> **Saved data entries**
---

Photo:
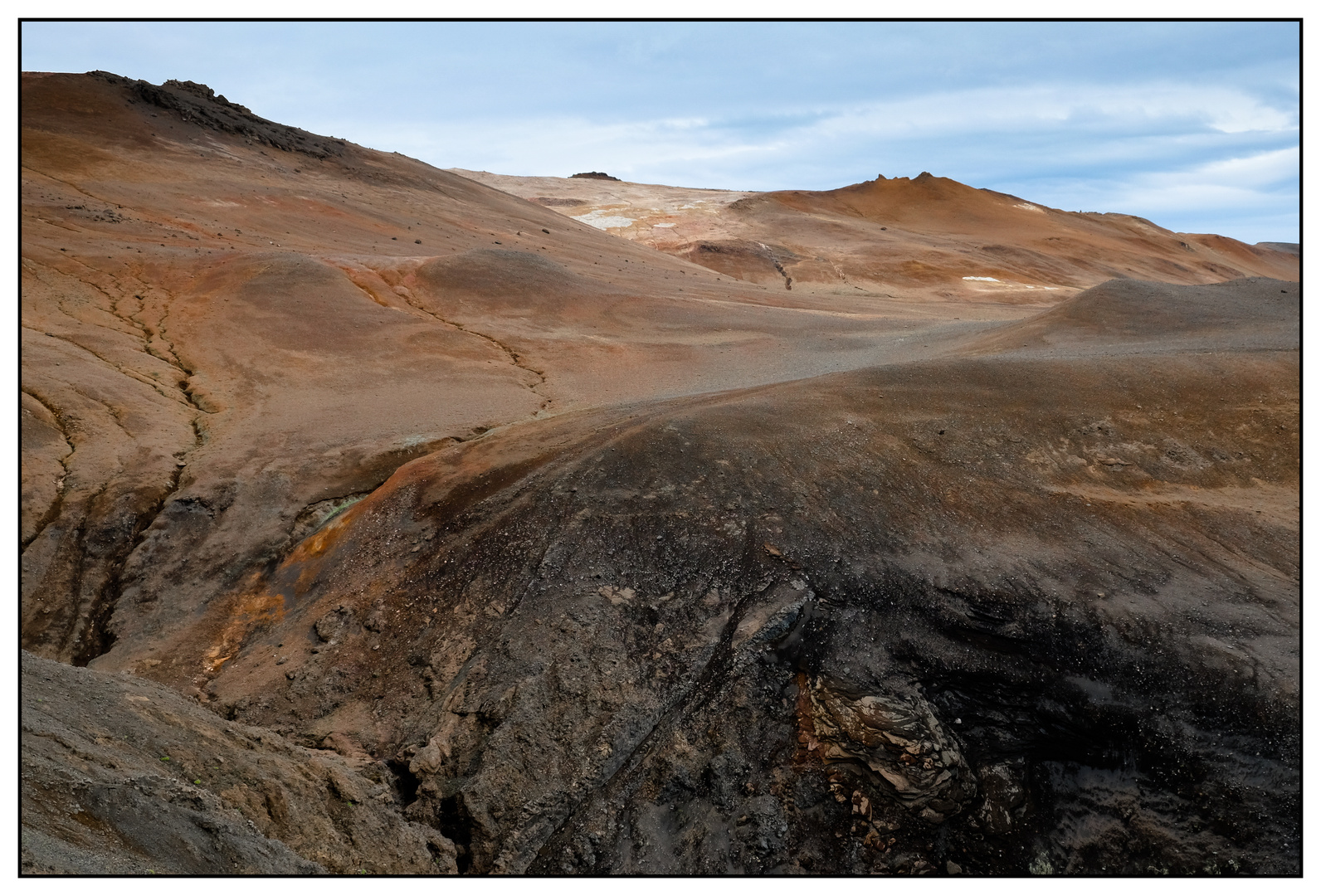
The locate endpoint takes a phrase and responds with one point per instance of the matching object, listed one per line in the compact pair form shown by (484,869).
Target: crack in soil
(57,505)
(514,357)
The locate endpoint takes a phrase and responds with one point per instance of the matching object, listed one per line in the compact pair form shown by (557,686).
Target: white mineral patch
(602,220)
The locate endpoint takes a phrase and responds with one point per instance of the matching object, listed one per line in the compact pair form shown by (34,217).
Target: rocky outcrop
(123,776)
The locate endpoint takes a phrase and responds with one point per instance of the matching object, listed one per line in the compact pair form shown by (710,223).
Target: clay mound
(734,606)
(501,278)
(925,202)
(1249,314)
(930,238)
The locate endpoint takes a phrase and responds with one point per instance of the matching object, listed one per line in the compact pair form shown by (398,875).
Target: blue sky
(1192,124)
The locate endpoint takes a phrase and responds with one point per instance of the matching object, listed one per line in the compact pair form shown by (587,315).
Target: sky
(1191,124)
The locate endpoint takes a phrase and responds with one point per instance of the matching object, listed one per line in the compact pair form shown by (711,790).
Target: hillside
(402,525)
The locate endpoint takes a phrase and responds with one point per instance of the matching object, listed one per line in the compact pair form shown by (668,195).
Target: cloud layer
(1193,124)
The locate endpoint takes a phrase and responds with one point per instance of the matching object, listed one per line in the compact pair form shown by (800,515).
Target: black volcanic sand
(430,514)
(1019,615)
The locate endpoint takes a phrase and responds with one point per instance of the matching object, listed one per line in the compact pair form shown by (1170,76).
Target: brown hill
(583,558)
(926,236)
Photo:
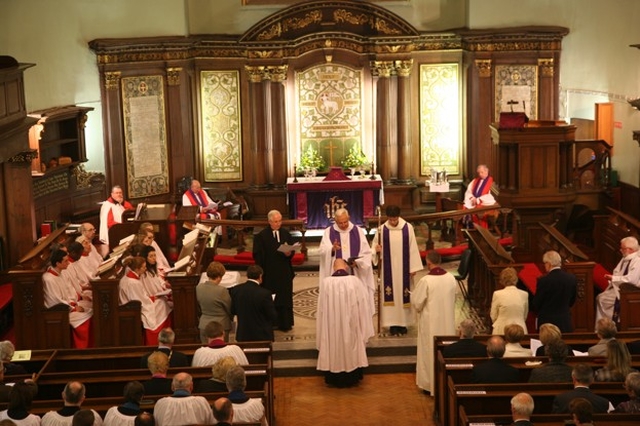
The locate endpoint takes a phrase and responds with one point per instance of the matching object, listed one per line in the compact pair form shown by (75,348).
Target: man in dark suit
(521,409)
(495,370)
(582,376)
(556,370)
(166,337)
(555,294)
(467,346)
(254,308)
(278,273)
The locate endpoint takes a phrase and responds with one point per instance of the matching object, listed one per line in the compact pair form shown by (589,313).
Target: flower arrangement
(355,158)
(311,159)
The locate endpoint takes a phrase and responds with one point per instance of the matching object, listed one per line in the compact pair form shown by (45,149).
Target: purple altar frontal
(314,200)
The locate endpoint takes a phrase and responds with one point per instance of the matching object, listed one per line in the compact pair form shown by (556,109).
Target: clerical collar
(437,271)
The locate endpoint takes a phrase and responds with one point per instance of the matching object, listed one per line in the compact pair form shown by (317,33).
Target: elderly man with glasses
(627,271)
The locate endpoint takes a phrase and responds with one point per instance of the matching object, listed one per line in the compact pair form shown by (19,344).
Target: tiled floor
(380,399)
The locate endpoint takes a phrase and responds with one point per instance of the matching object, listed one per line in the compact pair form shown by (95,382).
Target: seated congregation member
(144,419)
(555,294)
(581,411)
(73,396)
(59,290)
(549,333)
(155,310)
(254,308)
(556,370)
(83,417)
(20,399)
(214,301)
(245,409)
(161,260)
(196,196)
(111,212)
(509,305)
(606,330)
(495,370)
(513,334)
(343,327)
(632,385)
(618,363)
(125,414)
(166,337)
(155,284)
(626,271)
(467,346)
(159,384)
(223,411)
(6,354)
(521,409)
(217,348)
(182,408)
(582,377)
(218,380)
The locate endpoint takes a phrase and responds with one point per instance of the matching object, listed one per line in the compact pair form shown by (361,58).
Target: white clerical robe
(154,310)
(109,207)
(364,270)
(626,271)
(59,290)
(206,357)
(343,324)
(433,299)
(186,410)
(396,314)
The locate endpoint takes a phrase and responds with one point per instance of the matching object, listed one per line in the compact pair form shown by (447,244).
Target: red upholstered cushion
(598,276)
(6,294)
(529,276)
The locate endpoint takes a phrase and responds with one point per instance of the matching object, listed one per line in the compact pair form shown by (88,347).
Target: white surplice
(397,314)
(433,299)
(59,290)
(364,270)
(154,310)
(343,324)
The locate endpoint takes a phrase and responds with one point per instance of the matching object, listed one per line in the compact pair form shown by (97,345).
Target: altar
(314,199)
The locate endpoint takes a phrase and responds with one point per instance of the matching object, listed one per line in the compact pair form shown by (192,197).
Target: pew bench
(496,398)
(609,419)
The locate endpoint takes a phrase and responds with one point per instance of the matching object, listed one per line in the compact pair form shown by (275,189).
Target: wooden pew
(609,419)
(496,398)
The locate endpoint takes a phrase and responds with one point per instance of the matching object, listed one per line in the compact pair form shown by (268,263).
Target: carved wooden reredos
(193,78)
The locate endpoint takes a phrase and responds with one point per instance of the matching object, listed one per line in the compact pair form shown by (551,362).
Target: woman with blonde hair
(549,333)
(509,305)
(618,363)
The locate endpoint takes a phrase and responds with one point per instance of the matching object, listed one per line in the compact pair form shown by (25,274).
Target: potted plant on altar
(355,159)
(311,161)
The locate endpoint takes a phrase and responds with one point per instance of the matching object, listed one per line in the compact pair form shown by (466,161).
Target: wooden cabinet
(62,190)
(58,137)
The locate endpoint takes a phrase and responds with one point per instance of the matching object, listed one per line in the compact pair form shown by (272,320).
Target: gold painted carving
(546,67)
(484,67)
(403,67)
(173,76)
(112,80)
(382,68)
(279,28)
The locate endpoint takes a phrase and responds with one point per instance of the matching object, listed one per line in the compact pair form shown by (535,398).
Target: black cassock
(278,272)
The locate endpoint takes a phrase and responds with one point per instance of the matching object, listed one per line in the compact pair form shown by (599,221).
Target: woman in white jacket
(509,305)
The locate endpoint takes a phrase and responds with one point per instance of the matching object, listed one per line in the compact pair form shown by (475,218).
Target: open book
(285,248)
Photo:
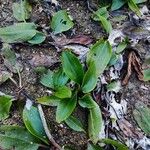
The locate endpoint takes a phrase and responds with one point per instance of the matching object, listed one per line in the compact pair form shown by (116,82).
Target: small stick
(46,127)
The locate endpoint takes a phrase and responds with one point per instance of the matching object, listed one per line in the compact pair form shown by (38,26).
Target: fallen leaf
(42,60)
(133,63)
(129,130)
(142,117)
(80,39)
(10,59)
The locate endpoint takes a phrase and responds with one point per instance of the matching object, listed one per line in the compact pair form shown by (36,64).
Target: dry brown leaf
(133,63)
(42,60)
(129,130)
(81,39)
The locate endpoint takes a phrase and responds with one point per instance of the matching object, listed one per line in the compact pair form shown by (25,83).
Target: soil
(135,90)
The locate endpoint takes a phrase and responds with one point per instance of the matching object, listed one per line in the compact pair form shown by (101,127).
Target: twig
(46,127)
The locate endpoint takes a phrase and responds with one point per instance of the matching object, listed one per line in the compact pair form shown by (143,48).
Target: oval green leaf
(65,108)
(49,100)
(100,53)
(90,79)
(87,101)
(72,67)
(19,32)
(74,124)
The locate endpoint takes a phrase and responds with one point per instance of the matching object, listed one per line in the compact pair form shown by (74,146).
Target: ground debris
(129,130)
(79,39)
(134,62)
(42,60)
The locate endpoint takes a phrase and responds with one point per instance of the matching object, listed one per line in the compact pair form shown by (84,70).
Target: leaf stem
(46,128)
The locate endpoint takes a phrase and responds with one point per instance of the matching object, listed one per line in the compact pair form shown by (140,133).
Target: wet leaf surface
(74,124)
(72,67)
(65,108)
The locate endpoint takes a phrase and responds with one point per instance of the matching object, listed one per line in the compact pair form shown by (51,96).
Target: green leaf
(60,78)
(146,74)
(100,12)
(87,101)
(72,67)
(54,80)
(121,47)
(38,38)
(116,4)
(49,100)
(18,138)
(93,147)
(22,10)
(106,24)
(90,79)
(4,76)
(132,5)
(19,32)
(113,59)
(140,1)
(61,22)
(63,92)
(100,53)
(10,59)
(47,79)
(142,116)
(74,124)
(94,123)
(115,143)
(33,123)
(5,104)
(65,108)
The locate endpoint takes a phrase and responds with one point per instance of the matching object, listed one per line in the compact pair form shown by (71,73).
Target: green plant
(66,98)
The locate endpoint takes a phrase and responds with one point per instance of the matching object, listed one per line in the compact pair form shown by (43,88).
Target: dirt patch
(133,92)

---

> **WORK INSTRUCTION**
Give back exactly the lines from the top of the records to the line containing "shown by (75,348).", both included, and no pictures.

> **ANSWER TO THIS PROBLEM**
Photo:
The locate endpoint takes a phrase and responds with one point per instance of the matching object, listed one per line in the compact pair form shown by (484,869).
Target: crack in soil
(57,505)
(514,357)
The locate endpoint takes a phrase and responds with one point per instance of the matching object, listed one per line in the compact pair form shown by (557,686).
Target: white mineral patch
(602,220)
The locate endpoint takes a phrase and responds with one point per instance of the matching object, listed one per line in the compact pair form shown by (34,217).
Target: rocky outcrop
(123,776)
The locate endpoint takes a phrase and responds with one point per instance of the matching object, listed one per line in the compact pair form shown by (710,223).
Target: clay mound
(734,606)
(501,278)
(925,202)
(1249,314)
(930,238)
The locate endpoint takes a phrase and responds with one point per instance of the matching object, listed one per line in the compact pair form shown by (398,875).
Target: blue sky
(1192,124)
The locate endpoint takes a phrase and responds with one point per instance of the matching object, listed one per line in the compact pair form shown by (587,315).
Target: sky
(1191,124)
The locate endpoint takes a phrase and responds with one point per instance of the matching object, listed one per line in the compact pair form shown by (711,790).
Target: hillside
(402,525)
The locate endpoint takes a phrase and responds with one point per instance of the matching object, listed one per line in the compact pair form shown by (668,195).
Target: cloud layer
(1193,124)
The locate endpoint takes a phrase and responds with one point per instance of the matching object, listed one per line in the compact pair form shown by (800,515).
Target: black volcanic sand
(430,514)
(1019,615)
The locate endpoint takes a phrase and responds with one point per instance of the matching object, listed one per line in the compact pair form shown by (1170,76).
Target: brown hill
(583,558)
(926,236)
Photo:
The locate endpoint takes a phrase and responds with one point per instance of the matching object, listed one per line in the compact pair form shown by (75,348).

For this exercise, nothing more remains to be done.